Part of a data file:
══════
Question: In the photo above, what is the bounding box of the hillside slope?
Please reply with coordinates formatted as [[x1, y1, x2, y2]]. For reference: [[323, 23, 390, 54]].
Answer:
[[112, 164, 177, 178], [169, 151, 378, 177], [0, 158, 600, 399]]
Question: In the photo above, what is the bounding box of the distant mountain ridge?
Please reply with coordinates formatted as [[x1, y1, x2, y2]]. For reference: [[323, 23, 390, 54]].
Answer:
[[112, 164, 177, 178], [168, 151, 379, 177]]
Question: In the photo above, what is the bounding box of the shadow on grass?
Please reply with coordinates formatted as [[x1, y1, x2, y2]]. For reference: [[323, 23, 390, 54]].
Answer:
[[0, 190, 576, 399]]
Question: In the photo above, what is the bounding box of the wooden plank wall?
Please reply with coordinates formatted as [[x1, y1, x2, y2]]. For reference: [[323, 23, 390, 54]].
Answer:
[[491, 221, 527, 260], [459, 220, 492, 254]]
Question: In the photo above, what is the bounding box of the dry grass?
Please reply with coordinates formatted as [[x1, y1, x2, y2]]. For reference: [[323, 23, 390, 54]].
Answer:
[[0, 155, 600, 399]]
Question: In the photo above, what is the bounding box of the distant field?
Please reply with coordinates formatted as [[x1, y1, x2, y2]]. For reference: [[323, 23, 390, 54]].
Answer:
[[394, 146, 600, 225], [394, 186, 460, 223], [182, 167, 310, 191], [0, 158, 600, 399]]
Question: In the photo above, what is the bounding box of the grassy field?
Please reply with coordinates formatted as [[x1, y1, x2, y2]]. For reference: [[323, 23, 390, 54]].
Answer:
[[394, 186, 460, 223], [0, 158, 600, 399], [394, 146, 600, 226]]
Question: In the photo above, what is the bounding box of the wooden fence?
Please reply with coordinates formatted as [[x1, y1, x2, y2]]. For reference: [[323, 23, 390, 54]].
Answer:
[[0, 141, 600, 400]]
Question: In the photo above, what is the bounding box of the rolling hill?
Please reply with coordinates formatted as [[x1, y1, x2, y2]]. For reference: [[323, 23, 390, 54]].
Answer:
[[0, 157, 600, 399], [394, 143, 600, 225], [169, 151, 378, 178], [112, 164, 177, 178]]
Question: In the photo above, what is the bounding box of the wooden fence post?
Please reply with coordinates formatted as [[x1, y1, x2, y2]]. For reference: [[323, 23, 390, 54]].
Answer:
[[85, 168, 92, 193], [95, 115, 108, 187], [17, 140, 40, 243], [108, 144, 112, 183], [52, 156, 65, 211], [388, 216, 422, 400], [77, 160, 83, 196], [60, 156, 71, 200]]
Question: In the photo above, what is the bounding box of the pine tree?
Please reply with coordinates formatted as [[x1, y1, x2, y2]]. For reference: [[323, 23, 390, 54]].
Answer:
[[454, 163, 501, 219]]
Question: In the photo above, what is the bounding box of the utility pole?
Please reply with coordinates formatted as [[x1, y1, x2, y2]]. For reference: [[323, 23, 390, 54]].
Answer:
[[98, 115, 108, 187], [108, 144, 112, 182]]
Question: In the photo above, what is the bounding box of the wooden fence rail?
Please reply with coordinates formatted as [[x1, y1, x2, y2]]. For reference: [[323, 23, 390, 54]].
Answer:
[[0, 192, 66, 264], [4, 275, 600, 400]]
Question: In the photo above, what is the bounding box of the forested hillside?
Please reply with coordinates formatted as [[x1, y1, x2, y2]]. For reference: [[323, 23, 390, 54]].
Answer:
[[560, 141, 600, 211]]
══════
-- EXERCISE GOAL --
Render the lines of the rows above as a JSON list of strings, one string per line, with blank lines omitted.

-- EXERCISE ANSWER --
[
  "Question: In the photo above, what is the bounding box of the hillside slope?",
  "Please reply with coordinates formatted as [[x1, y1, x2, y2]]. For reference: [[323, 23, 390, 54]].",
  "Answer:",
  "[[112, 164, 177, 178], [169, 151, 378, 177], [0, 158, 600, 399]]",
  "Question: In the photo above, what is the bounding box of the distant mountain ridge?",
  "Please reply with coordinates formatted as [[x1, y1, x2, y2]]. For reference: [[323, 23, 390, 54]].",
  "Answer:",
  "[[112, 164, 177, 178], [168, 151, 379, 177]]",
  "Question: In the photo above, what is the bounding box of the shadow on grass?",
  "Please reply with coordinates formatted as [[x1, y1, x2, y2]]. For reference: [[323, 23, 390, 54]].",
  "Answer:",
  "[[0, 190, 576, 399]]",
  "Question: In the photo above, what is the bounding box of the wooden plank wall?",
  "Please reply with coordinates formatted as [[x1, y1, x2, y2]]. For reference: [[323, 23, 390, 54]].",
  "Answer:",
  "[[491, 221, 527, 260], [459, 220, 492, 254]]",
  "Question: In the photo above, what is the bounding box of the dry grass?",
  "Please reply with coordinates formatted as [[x1, y1, x2, y2]]. For reference: [[323, 23, 390, 54]].",
  "Answer:",
  "[[0, 155, 600, 399]]",
  "Question: In the photo above, what is the bounding box of the distant field?",
  "Please reply with coordinates formatted as [[x1, y1, x2, y2]]. For reference: [[323, 23, 390, 54]].",
  "Answer:",
  "[[394, 146, 600, 225], [394, 186, 460, 223], [182, 167, 310, 191], [0, 158, 600, 399]]",
  "Question: In the photo above, what is the bounding box of the grassy field?",
  "Please reply with coordinates formatted as [[x1, y1, x2, y2]]. For reference: [[323, 23, 390, 54]].",
  "Answer:",
  "[[394, 186, 460, 223], [0, 158, 600, 399], [394, 146, 600, 226]]",
  "Question: In the photo above, what is the bounding box of the wooden fence?",
  "Please reply with coordinates formatted as [[x1, y1, x2, y2]]. For reference: [[323, 23, 390, 54]].",
  "Answer:",
  "[[0, 141, 600, 400]]",
  "Question: In the photo above, what is the bounding box of the rolling hill?",
  "Please reply with coordinates formatted as [[x1, y1, x2, y2]]. For reference: [[323, 23, 390, 54]].",
  "Answer:",
  "[[0, 157, 600, 399], [394, 143, 600, 225], [169, 151, 378, 178], [112, 164, 177, 178]]",
  "Question: In the photo above, what is the bounding box of the wooden fence post?",
  "Please reply with coordinates formatted as [[x1, y1, x2, y2]]. For reference: [[323, 23, 390, 54]].",
  "Answer:",
  "[[85, 168, 92, 193], [95, 115, 108, 187], [17, 140, 40, 243], [108, 144, 112, 183], [52, 156, 65, 211], [388, 216, 422, 400], [77, 160, 83, 196], [60, 156, 71, 200]]",
  "Question: In the photo above, what is the bounding box of the pine tree?",
  "Please reply with coordinates formatted as [[x1, y1, x2, y2]]. For reference: [[323, 23, 390, 54]].",
  "Answer:",
  "[[454, 163, 501, 219]]",
  "Question: In the photo above, what is the bounding box of the utility pole?",
  "Please reply with coordinates formatted as [[x1, y1, x2, y2]]. For reference: [[323, 23, 390, 54]].",
  "Answer:",
  "[[98, 115, 108, 187], [108, 144, 112, 182]]",
  "Question: In the photo above, what is the bounding box of the wooden fence rail?",
  "Please reply with coordinates formatted as [[x1, y1, x2, y2]]. For reference: [[323, 23, 390, 54]].",
  "Answer:",
  "[[0, 192, 66, 264], [4, 275, 600, 400]]",
  "Question: In the photo above, what is the bounding box of the forested hillside?",
  "Please reply with coordinates formatted as [[x1, y1, x2, y2]]. For reference: [[323, 23, 390, 54]].",
  "Answer:",
  "[[560, 141, 600, 211]]"
]